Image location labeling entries

⁂

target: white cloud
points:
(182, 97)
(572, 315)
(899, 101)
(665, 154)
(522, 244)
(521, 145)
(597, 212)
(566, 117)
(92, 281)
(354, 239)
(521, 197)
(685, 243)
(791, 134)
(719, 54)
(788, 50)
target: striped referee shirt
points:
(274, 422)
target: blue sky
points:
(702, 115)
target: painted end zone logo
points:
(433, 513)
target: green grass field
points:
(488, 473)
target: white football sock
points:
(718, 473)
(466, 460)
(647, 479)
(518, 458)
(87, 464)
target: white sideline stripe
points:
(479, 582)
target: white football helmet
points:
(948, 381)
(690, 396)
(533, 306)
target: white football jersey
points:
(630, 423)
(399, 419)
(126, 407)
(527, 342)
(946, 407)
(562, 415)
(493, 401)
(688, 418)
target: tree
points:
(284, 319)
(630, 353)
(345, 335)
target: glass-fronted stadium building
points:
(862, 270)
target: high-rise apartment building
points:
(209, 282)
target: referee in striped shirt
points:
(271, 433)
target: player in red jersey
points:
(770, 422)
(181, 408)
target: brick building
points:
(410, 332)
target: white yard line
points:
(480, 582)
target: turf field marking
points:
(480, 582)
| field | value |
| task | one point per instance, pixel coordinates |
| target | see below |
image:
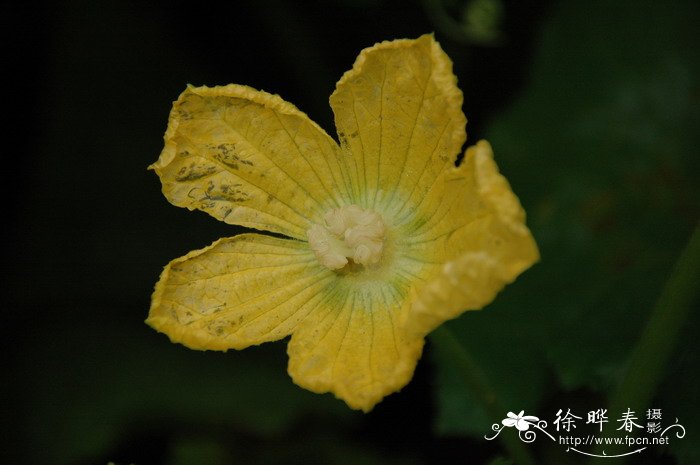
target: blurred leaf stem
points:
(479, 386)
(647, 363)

⁂

Your instructions:
Copy all of the material above, substituting "pale" for every "white" and keeping everything else unchanged. Leave the pictures out of your answer.

Result of the exercise:
target: pale cloud
points:
(182, 97)
(572, 315)
(899, 101)
(665, 154)
(522, 244)
(521, 145)
(597, 212)
(566, 117)
(92, 281)
(354, 239)
(521, 197)
(685, 243)
(791, 134)
(719, 54)
(788, 50)
target: striped referee shirt
points:
(274, 422)
target: blue sky
points:
(702, 115)
target: painted end zone logo
points:
(433, 513)
target: green grass field
points:
(488, 473)
target: pale football sock
points:
(718, 473)
(466, 460)
(647, 479)
(518, 458)
(87, 464)
target: pale sideline stripe
points:
(479, 582)
target: pale football helmet
points:
(948, 381)
(690, 396)
(533, 306)
target: pale football jersey
points:
(630, 423)
(399, 419)
(126, 407)
(527, 342)
(946, 407)
(562, 415)
(493, 401)
(688, 418)
target: tree
points:
(284, 319)
(630, 353)
(345, 335)
target: glass-fronted stadium building
points:
(862, 270)
target: high-rise apartment building
points:
(209, 282)
target: referee in striped shirt
points:
(271, 433)
target: player in red jersey
points:
(770, 422)
(181, 408)
target: brick building
points:
(410, 332)
target: pale yard line
points:
(480, 582)
target: turf field marking
points:
(480, 582)
| field | value |
| task | one point per instance, pixel coordinates |
| target | see below |
image:
target: blurred leaf stem
points:
(479, 386)
(647, 363)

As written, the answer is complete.